--- TEXT BLOCK ---
☆ ☆ ☆
MOHAMED AHMED, Employee/Appellant, v. ALLINA HEALTH SYS., and GALLAGHER BASSETT SERVS., INC., Self-Insured Employer/Respondent, and PRAXIS O/B/O PRUDENTIAL INS. CO. and SUMMIT ORTHOPEDICS, LTD., Intervenors.

JANUARY 3, 2022
No. WC21-6421

PRACTICE & PROCEDURE – RECORD; PRACTICE & PROCEDURE – DISMISSAL.  The compensation judge’s dismissal of the employee’s claim petition with prejudice for failure to comply with an order to attend an independent medical examination is vacated and the matter remanded for a hearing on the employer’s motion to dismiss.

    Determined by:
  1. Deborah K. Sundquist, Judge
  2. Patricia J. Milun, Chief Judge
  3. Gary M. Hall, Judge

Compensation Judge:  William J. Marshall

Attorneys:  Jeremy Brantingham, Brantingham Law Office, Minneapolis, Minnesota, for the Appellant. Douglas J. Brown, Brown & Carlson, P.A., Minneapolis, Minnesota, for the Respondent.

Vacated and remanded.



The employee appeals the compensation judge’s order dismissing with prejudice the employee’s claim petition.  We vacate the order and remand for a hearing on the self-insured employer’s motion to dismiss.
☆ ☆ ☆
--- PROVIDED DATA ---
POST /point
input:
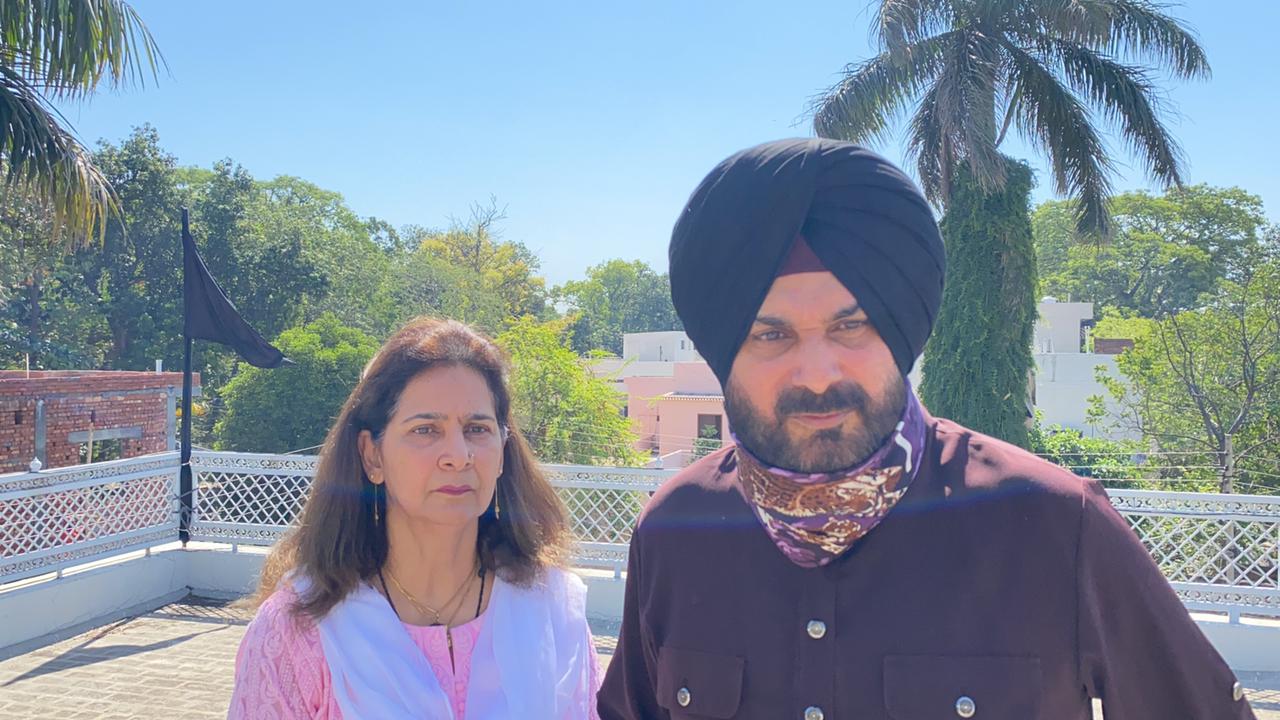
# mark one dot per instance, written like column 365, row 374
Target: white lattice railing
column 1220, row 552
column 68, row 516
column 250, row 499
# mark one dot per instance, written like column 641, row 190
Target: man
column 850, row 556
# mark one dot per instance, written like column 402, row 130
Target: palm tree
column 64, row 50
column 974, row 69
column 978, row 68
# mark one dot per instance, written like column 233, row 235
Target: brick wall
column 76, row 400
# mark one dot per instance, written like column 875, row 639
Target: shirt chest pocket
column 942, row 687
column 699, row 684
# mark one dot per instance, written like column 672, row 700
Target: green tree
column 566, row 413
column 1207, row 381
column 136, row 276
column 708, row 441
column 617, row 297
column 984, row 305
column 64, row 50
column 973, row 72
column 292, row 408
column 1109, row 460
column 493, row 268
column 1165, row 251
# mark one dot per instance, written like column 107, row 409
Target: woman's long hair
column 337, row 545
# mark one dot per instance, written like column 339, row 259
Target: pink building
column 670, row 411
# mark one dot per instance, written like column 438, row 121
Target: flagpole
column 184, row 472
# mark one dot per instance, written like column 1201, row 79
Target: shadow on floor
column 82, row 655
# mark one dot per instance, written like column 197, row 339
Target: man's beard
column 822, row 451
☆ ☆ ☆
--- WORK INSTRUCTIONS ---
A. Print the court decision from "Attorneys:  Jeremy Brantingham, Brantingham" through "self-insured employer’s motion to dismiss.".
B. Write what comes next in the court decision, picking up after its last sentence.
The listing is separate material and has no connection to the court decision.

--- YOUR RESPONSES ---
A.
Attorneys:  Jeremy Brantingham, Brantingham Law Office, Minneapolis, Minnesota, for the Appellant. Douglas J. Brown, Brown & Carlson, P.A., Minneapolis, Minnesota, for the Respondent.

Vacated and remanded.



The employee appeals the compensation judge’s order dismissing with prejudice the employee’s claim petition.  We vacate the order and remand for a hearing on the self-insured employer’s motion to dismiss.

B.
Mohamed Ahmed, the employee, claimed a work injury on June 24, 2019, while employed by Allina Health System, the self-insured employer.  The employer admitted the claim and paid benefits.  On November 26, 2019, the employer filed a notice of intent to discontinue benefits, asserting that the employee had told different stories of how the injury occurred.  No objection was filed and benefits were discontinued.

Nine months later, on August 28, 2020, the employee filed a claim petition claiming entitlement to wage loss and medical benefits.  The employer filed a timely answer and set an independent medical examination (IME) for March 23, 2021, with Dr. Loren Vorlicky.  The employee failed to attend the IME with no explanation.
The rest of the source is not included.